Requirements:
**a.** Using the Partitioned Distances description, explain in one to three sentences why stacking X and Y with `rbind` and calling `dist` on the result does unnecessary work.
**b.** According to the Partitioned Distances description, how long did `dist` take to compute the Euclidean distance matrix for a 1000 by 100 matrix X?
**c.** Summarize the Partitioned Distances description in two sentences.

Given a matrix X with m observations and another matrix Y with n observations, Partitioned Distances computes the m by n distance matrix. A rectangular distance matrix can be more appropriate than a square matrix in many applications; for example, in bipartite graphs we might be concerned with the distance between objects in Graph A with objects in Graph B, but we may not care about the distance between objects within Graph A or Graph B. Currently, R only has a `dist` function which returns square distance matrices.
##Performance `pdist` is a slightly optimized version of the native `dist` function; distances are not computed between objects that are both in X or both in Y. Using native functions, we could stack X and Y on top of each other using `rbind`, and call `dist` on the result, but this would compute the (m+n) by (m+n) distance matrix, yielding m^2 + mn + n^2 unnecessary distance computations. If the matrices have p columns, and the distance metric is the Euclidean metric, then p(m^2 + mn + n^2) unnecessary flops are made. More complex metrics, such as dynamic time warping, can run in O(p^3), which means a naive dist function would make O(p^3(m^2 + mn + n^2)) unnecessary flops!
##Timing Using a matrix X that is 1000 by 100, it took 0.543 seconds to compute the distance matrix based on the Euclidean metric using `dist`. Using pdist, the timing was the same. If we are interested in the subset A taken by the first 100 rows of X, and subset B taken by the next 100 rows of X, we can compute a smaller distance matrix in only 0.006 seconds!

Data segment:
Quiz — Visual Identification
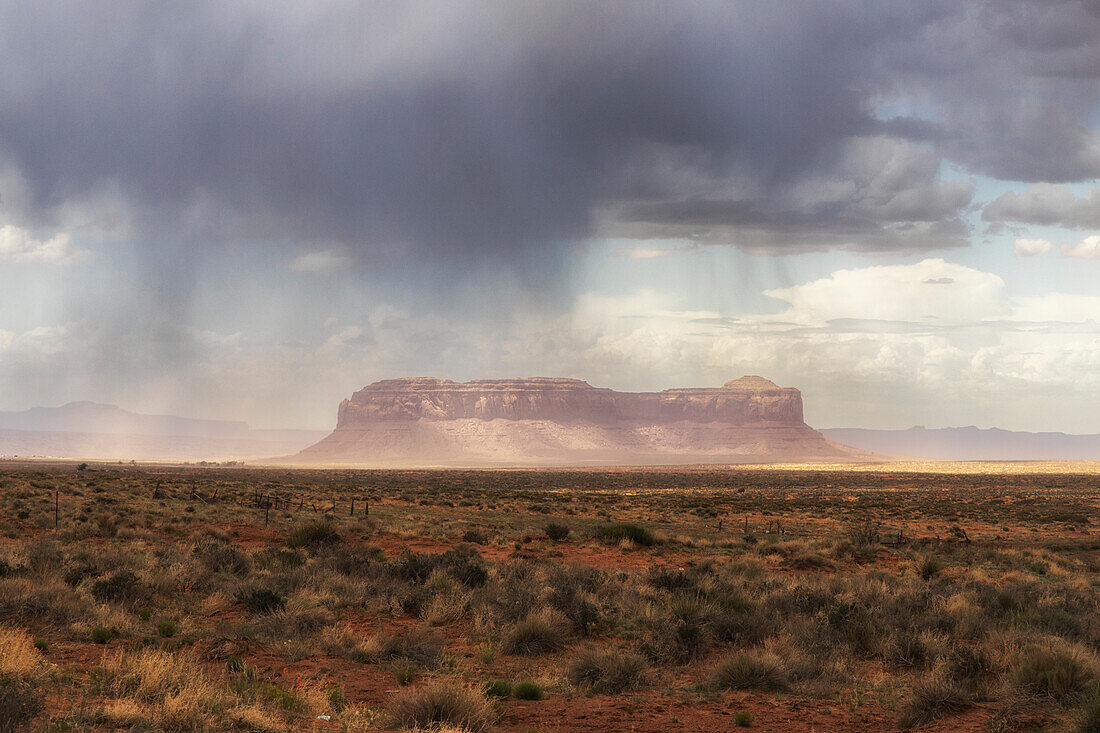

Solutions for each task:
**a.** Calling `dist` on the stacked matrix computes the full (m+n) by (m+n) distance matrix. That includes distances between objects that are both in X or both in Y, which are not needed. `pdist` skips those pairs and computes only the m by n distances between X and Y.

**b.** It took 0.543 seconds.

**c.** Partitioned Distances (`pdist`) computes the m by n distance matrix between a matrix X with m observations and a matrix Y with n observations. This rectangular result suits cases such as bipartite graphs, and because it skips distances within X or within Y, it avoids work that R's native `dist` would do, computing a smaller matrix in 0.006 seconds in the timing example.